-- Input rows --
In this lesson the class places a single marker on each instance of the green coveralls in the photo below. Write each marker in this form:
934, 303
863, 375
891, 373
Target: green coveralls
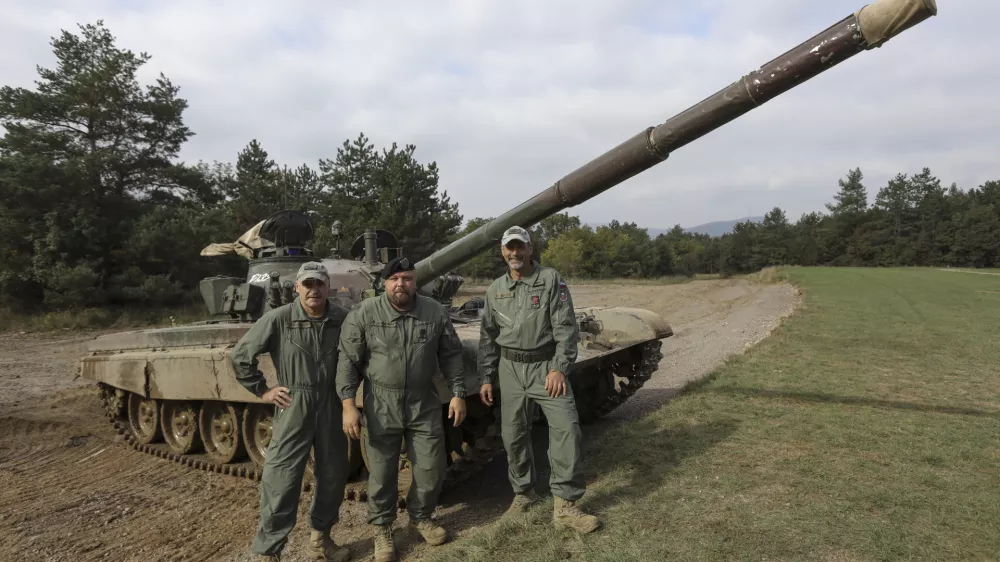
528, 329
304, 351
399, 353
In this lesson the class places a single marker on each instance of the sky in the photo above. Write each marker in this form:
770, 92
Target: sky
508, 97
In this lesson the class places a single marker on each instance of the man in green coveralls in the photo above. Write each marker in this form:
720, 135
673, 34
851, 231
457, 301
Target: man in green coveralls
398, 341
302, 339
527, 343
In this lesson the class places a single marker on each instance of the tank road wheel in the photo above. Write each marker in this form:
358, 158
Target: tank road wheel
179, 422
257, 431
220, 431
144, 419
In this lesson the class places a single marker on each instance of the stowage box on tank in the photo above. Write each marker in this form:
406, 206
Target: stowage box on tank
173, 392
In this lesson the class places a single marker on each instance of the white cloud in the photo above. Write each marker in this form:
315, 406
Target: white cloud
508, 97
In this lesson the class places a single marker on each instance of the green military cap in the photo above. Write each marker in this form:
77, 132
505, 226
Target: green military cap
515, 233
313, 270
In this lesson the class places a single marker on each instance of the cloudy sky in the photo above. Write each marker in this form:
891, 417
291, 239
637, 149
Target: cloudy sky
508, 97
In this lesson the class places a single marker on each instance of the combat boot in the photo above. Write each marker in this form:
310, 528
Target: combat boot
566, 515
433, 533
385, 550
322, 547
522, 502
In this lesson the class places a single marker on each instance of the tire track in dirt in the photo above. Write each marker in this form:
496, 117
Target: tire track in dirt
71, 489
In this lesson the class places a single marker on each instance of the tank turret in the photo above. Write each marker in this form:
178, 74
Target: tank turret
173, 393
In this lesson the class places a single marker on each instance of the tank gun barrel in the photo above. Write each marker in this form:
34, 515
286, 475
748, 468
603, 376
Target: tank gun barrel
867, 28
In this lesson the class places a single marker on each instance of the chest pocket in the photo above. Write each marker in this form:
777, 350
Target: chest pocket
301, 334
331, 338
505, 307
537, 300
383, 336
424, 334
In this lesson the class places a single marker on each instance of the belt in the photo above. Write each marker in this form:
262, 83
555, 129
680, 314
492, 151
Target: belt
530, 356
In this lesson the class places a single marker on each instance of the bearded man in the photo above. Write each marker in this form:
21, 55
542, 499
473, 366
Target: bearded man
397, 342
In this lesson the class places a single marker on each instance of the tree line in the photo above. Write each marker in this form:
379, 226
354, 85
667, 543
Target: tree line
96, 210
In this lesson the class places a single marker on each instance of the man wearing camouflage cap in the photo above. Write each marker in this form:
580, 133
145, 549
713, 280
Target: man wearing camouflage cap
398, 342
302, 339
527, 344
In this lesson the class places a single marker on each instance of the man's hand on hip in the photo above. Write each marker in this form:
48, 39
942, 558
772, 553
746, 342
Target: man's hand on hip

-- Problem details --
Quote the full listing above word for word; exclude every picture from the copy.

-- Answer to this exercise --
In this lesson the class places a single marker on each instance of the green coveralls in the photo below. Write each marker in this form:
934, 303
863, 375
891, 373
Target: green coveralls
528, 329
304, 351
399, 353
In this lesson the class places a single marker on each instance of the sky in the photo above. Write each marker in this form:
770, 92
Target: sky
508, 97
In this lesson the class places a single marker on each instance of the man in green coveralls in the photo above. Write each marker in this form:
720, 135
673, 34
851, 231
457, 301
Target: man in green coveralls
398, 341
302, 339
527, 343
In this lesson the class places a single marker on each instance of the tank road wheel in the photo above. Write each marker in this form:
358, 158
Target: tank road wheel
179, 422
257, 431
220, 431
144, 419
In this lesson the class places a single marker on each instance of the stowage box on tank in the photo above. Write each marker in this form:
406, 206
Target: stowage box on tank
173, 392
In this lesson the class places a single marker on each instance of the white cloud in the photo above. Write each marker in this form:
315, 406
Target: white cloud
508, 97
In this lesson the class places a single marker on each instance of the green military cap in the photo above. Write each marker in this form:
77, 132
505, 226
Target: green military cap
515, 233
313, 270
In this lesson the class places a single marker on each instance of the cloudy sky in the photo above. Write each marker in this form:
891, 417
291, 239
637, 149
Target: cloudy sky
508, 97
In this lesson the class places a single marker on each instance of the combat boot in the photo above. Write each marker in this form:
310, 528
Target: combat boot
566, 515
433, 533
385, 550
322, 547
522, 502
In this lesson the class places a single marker on each instance of the tire track in dirt in the photo above. Write each marker in this form:
496, 117
Target: tire track in dirt
71, 489
In this lesson the class places a single marker on each instance of the tank turret in the photo above. Write each marker in this form:
178, 74
Target: tank turret
173, 393
In this lesson the class places a single marker on each instance of the tank gun barrel in the photo above. Write each marker in this form:
34, 515
286, 475
748, 468
603, 376
Target: tank gun barrel
867, 28
In this lesson the class places a single marker on each instance of the chest pocket in the photo above. Write each marker in this form:
777, 350
Target: chest pocket
301, 334
331, 338
505, 307
537, 300
383, 336
424, 334
In this lesson the class places a single marker on each instance of the belt in the photo above. Write each marker in this form:
262, 83
555, 129
680, 314
492, 151
Target: belt
530, 356
In this lesson the class places a single marker on each instance of the bearded man in the photo above. Write each marker in this form:
21, 55
542, 499
473, 366
Target: bearded man
397, 342
In this lesson the class places a single marker on each instance of the tree line in the photo above. Write each marker in this form:
379, 226
354, 85
667, 543
Target: tree line
96, 210
In this lesson the class places a single marker on each instance of the man wearing camouflage cap in the photo above. Write each marker in this form:
580, 133
145, 549
713, 280
Target: man wearing camouflage cap
398, 342
302, 339
527, 344
In this lesson the class places a single marker on each instance of the man's hand on hip in the photo above. Write each marker in this form:
48, 39
942, 558
772, 553
746, 342
Target: man's hand on hip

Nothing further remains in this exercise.